--- Tareas requeridas ---
[1] Según el fragmento sobre Guadalupe Amor, ¿en qué colección y editorial se publicó Otro libro de amor?
[2] Indique si cada una de las siguientes afirmaciones concuerda con el fragmento sobre Guadalupe Amor y cite las palabras que lo deciden: (a) El artículo de Margarita Michelena apareció el 9 de agosto de 1953 en Novedades. (b) Otro libro de amor fue el sexto libro de poesía de Pita. (c) María Elena Sodi de Pallares comentó Otro libro de amor en enero del año siguiente a su publicación.

--- Fragmento citado ---
::::
El mismo año de su publicación, el distinguido historiador mexicano Francisco de la Maza publicó, en el periódico Novedades, su epístola “A las Décimas de Pita Amor”, concebida, por lo visto, como una suerte de contestación y, a la vez, una sutil reprobación al prólogo escrito para su poemario. También ilustra muy bien un aspecto de Pita: su afán de publicidad y la manera en que operaba en ella esta necesidad de ser escuchada, y en muchos casos, alabada.
Ese juicio resulta muy diferente al de la poeta Margarita Michelena, quien siempre simpatizó con la poesía de Guadalupe Amor. En su artículo “Décimas a Dios y una aventura del alma” publicado pocos meses después, el 9 de agosto de 1953, también en Novedades, Michelena analiza y contempla el último libro de la poeta de modo tal que parece contrarrespuesta a la carta escrita por Francisco de la Maza:
Guadalupe Amor, en estas Décimas a Dios, es todavía investigación desesperada, es todavía el alma sola que frente a fugaz conciencia de sí misma, levanta una vacilante antorcha, y desea que detrás de la luz exigua que la guía se abra esa puerta ante la cual el poeta esgrime sus versos como trágicas ganzúas, ante la que ruega y grita con su sed, su angustia y su deseo [...] este pequeño libro es como el testimonio de que un alma ha emprendido su más alta ventura, la más solemne y difícil de las venturas del espíritu. Y cada uno de estos poemas, aun los más desolados y rebeldes –nunca heréticos, porque todos son deseo de Dios– es ya una oración, es decir, forma superior de poesía, lenguaje secreto y amoroso entre el alma en exilio y Dios y la fértil frescura del Paraíso.[21]
En noviembre de 1955, Pita reapareció con su séptimo libro de poesía, Otro libro de amor, publicado en la colección Tezontle del Fondo de Cultura Económica. Este breve poemario ilustra un cambio notable en cuanto a la temática de sus versos. Si antes ardía “por Dios entero”, ahora su deseo no es otro que el contacto físico de su amado. Es otro libro de amor en el sentido celebratorio: si bien constituye un poemario más de Guadalupe Amor, no es como ningún otro que la poeta hubiera escrito hasta el momento. En enero del siguiente año, María Elena Sodi de Pallares comentó con mucha penetración este último libro de Pita. Según ella, el poemario se destacó por la manera tan racional y, a la vez, sensible con que revela deseos explícitamente carnales. Subrayó la originalidad del libro y su atrevimiento en el reino prohibido del sexo, al mismo tiempo que afirma sus características autobiográficas.
::::
[Datos de anotación por puntos]

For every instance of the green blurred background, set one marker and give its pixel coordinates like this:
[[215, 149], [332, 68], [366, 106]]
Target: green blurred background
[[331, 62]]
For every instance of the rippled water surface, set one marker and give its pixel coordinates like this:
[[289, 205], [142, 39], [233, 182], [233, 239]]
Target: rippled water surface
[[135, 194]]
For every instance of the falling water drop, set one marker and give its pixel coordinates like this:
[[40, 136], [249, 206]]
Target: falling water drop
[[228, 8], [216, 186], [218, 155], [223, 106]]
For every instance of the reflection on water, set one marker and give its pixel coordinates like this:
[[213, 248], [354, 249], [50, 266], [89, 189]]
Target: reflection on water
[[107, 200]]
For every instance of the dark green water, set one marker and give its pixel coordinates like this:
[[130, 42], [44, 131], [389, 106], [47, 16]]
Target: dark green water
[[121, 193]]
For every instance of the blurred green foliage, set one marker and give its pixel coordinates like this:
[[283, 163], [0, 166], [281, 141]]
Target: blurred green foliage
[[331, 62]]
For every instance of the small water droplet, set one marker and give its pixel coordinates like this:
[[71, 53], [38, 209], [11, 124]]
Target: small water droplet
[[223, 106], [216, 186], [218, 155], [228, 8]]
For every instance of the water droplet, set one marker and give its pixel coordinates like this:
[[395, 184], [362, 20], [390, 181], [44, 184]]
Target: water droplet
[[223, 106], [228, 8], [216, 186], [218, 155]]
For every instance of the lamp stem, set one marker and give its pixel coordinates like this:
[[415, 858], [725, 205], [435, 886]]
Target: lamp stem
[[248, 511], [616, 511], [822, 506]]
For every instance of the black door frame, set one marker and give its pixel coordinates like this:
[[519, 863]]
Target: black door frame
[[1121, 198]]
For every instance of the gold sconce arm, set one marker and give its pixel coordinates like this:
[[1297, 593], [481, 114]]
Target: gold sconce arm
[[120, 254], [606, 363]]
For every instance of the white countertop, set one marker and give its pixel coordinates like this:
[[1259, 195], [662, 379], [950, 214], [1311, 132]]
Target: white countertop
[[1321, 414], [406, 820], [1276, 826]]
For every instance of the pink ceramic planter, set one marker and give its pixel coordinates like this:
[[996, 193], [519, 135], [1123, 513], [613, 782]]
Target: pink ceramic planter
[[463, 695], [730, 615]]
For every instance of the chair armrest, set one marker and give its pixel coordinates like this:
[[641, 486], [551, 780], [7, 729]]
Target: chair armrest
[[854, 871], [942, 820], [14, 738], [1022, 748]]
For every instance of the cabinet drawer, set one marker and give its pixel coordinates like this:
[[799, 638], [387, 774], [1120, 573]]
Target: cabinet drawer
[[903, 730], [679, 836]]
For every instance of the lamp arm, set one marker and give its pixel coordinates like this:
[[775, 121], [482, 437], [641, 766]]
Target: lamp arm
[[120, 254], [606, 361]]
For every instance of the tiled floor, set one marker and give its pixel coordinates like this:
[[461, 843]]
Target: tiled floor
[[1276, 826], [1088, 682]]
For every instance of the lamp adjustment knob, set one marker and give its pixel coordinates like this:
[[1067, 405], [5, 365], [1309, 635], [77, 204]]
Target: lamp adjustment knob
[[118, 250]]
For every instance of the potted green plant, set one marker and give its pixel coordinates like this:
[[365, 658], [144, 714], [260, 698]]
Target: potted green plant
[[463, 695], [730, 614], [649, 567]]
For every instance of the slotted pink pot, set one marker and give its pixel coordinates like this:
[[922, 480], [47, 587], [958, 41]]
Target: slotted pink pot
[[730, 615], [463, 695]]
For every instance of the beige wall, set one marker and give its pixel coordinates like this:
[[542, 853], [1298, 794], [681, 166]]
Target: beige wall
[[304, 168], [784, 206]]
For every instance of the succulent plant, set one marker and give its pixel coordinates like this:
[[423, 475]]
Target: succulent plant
::::
--- Respuestas escritas ---
[1] En la colección Tezontle del Fondo de Cultura Económica.

[2]
(a) Sí: «publicado pocos meses después, el 9 de agosto de 1953, también en Novedades».
(b) No: «Pita reapareció con su séptimo libro de poesía, Otro libro de amor».
(c) Sí: «En enero del siguiente año, María Elena Sodi de Pallares comentó con mucha penetración este último libro de Pita».